### Passage for review
◇ ◇ ◇ ◇

Development of the ASSIGN score
The ASSIGN score was developed in the summer of 2006 by Professor Hugh Tunstall-Pedoe and Professor Mark Woodward based at the University of Dundee, Scotland, working with the SIGN (Scottish Intercollegiate Guidelines Network) group on cardiovascular risk estimation and with a particular contribution from Dr Peter Brindle. ASSIGN is a cardiovascular risk score. The name is derived from "ASSessing cardiovascular risk using SIGN" (see below) guidelines to ASSIGN preventive treatment.
Derivation of the score is described in a paper published in Heart online in November 2006 and in print February 2007. The coefficients used in its calculation appear in appendix to the paper.
By convention (following Framingham scoring, and expert recommendations) the presumption is that anyone whose ASSIGN cardiovascular risk score is 20 or more is ‘high risk’ and a candidate for preventive treatment, and anyone with a score below that does not normally qualify. The score should be applied within the context of SIGN Guideline 97 or a similar protocol. Note the cutpoint for the score, now 20, was different in the past, and may possibly change in the future.

◇ ◇ ◇ ◇

### Entries shown

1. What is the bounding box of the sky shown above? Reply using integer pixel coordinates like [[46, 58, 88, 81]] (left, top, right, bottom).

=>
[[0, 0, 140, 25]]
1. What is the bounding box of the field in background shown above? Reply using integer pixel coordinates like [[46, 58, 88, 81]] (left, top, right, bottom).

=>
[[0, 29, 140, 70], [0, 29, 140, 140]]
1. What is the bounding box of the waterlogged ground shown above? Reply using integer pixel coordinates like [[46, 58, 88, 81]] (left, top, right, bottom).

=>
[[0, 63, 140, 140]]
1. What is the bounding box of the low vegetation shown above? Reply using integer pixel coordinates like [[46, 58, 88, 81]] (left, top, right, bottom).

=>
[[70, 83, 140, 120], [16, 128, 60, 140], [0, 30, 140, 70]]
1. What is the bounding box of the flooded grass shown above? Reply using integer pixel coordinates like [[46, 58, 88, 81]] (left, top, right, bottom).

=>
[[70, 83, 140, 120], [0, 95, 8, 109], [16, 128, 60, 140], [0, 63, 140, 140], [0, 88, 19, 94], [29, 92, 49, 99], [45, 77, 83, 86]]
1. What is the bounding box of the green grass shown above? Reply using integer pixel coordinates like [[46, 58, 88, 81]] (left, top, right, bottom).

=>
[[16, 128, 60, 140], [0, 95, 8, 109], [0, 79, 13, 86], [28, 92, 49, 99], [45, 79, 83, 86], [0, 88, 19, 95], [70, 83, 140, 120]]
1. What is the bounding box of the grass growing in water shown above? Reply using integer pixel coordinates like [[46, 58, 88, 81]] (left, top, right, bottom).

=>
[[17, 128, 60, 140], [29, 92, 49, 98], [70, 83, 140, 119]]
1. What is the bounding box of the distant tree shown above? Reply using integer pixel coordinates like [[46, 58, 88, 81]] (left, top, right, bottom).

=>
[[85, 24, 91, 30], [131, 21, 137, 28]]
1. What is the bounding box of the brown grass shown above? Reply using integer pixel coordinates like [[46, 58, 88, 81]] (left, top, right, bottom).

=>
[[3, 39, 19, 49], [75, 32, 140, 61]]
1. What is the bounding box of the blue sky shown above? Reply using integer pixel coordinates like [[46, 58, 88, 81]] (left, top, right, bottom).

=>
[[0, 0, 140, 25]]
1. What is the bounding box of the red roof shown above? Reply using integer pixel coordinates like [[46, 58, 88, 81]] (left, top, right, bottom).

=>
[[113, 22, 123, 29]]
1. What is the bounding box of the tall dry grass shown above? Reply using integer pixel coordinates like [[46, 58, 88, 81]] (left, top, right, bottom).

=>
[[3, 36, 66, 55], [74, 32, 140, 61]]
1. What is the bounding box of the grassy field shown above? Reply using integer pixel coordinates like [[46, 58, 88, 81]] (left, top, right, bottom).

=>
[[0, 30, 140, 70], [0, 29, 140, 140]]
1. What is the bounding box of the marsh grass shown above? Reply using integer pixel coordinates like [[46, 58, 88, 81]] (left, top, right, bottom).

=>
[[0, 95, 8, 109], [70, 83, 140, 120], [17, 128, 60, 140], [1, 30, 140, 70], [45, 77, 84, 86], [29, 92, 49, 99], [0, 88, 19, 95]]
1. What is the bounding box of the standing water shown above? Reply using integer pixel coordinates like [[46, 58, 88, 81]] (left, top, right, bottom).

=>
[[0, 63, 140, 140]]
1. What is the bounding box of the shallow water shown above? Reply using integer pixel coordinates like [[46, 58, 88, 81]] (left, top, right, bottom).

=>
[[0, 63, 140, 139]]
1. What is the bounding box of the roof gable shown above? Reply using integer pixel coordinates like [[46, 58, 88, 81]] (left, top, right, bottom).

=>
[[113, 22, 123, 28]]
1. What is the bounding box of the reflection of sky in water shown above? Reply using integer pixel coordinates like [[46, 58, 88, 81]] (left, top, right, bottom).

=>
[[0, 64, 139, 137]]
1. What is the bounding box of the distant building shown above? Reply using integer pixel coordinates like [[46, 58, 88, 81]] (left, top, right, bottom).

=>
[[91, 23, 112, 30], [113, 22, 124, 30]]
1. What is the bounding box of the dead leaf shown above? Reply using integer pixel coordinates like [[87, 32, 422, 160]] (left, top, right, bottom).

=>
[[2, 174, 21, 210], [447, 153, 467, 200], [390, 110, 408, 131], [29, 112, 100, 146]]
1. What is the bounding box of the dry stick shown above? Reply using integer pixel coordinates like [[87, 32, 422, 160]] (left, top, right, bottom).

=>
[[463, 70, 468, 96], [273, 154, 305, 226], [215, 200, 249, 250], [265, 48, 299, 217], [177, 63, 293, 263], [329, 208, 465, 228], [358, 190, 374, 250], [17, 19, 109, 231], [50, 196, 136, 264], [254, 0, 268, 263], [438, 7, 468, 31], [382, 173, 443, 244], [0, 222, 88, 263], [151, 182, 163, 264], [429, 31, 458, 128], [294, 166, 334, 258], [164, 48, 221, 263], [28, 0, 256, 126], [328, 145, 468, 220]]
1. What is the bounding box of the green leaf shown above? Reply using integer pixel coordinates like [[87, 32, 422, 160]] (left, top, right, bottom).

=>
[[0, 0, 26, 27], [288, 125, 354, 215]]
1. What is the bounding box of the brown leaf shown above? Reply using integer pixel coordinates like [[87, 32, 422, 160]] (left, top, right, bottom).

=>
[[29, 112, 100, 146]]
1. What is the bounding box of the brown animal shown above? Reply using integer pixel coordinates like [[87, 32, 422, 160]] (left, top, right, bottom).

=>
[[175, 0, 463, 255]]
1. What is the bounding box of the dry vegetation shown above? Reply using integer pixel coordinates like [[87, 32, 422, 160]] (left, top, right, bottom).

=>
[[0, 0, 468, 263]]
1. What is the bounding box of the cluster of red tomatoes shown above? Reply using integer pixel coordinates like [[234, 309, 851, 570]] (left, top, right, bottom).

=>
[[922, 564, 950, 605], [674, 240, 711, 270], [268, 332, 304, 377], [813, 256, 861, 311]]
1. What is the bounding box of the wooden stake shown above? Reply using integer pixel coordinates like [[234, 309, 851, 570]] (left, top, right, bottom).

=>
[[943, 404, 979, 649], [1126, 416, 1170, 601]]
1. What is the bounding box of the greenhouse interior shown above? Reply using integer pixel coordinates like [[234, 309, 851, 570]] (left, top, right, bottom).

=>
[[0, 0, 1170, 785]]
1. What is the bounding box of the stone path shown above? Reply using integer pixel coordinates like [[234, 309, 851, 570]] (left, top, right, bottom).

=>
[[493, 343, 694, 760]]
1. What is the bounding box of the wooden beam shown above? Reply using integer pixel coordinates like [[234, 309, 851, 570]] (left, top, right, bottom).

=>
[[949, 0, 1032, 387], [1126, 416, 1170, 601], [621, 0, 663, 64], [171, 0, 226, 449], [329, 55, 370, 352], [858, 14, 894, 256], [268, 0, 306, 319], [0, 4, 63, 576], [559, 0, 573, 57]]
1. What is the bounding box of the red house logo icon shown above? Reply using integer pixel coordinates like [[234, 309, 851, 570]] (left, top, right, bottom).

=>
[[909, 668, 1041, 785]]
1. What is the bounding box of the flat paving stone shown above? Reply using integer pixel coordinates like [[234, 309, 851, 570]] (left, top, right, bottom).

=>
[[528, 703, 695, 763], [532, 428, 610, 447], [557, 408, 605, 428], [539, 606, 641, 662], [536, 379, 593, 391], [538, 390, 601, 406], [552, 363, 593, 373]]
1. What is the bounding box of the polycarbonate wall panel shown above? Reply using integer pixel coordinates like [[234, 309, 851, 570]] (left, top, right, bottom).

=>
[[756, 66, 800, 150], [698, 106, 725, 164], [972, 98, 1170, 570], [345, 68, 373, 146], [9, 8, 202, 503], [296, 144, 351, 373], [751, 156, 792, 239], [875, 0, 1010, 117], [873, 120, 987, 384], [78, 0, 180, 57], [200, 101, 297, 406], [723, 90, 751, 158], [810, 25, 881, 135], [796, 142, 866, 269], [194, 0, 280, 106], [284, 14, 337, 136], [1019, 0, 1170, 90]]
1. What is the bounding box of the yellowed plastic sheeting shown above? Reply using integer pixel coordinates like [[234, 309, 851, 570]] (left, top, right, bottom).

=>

◇ ◇ ◇ ◇

Print the part of the ASSIGN score text from "By convention (following" to "in the future." word for word.

### Task output
By convention (following Framingham scoring, and expert recommendations) the presumption is that anyone whose ASSIGN cardiovascular risk score is 20 or more is ‘high risk’ and a candidate for preventive treatment, and anyone with a score below that does not normally qualify. The score should be applied within the context of SIGN Guideline 97 or a similar protocol. Note the cutpoint for the score, now 20, was different in the past, and may possibly change in the future.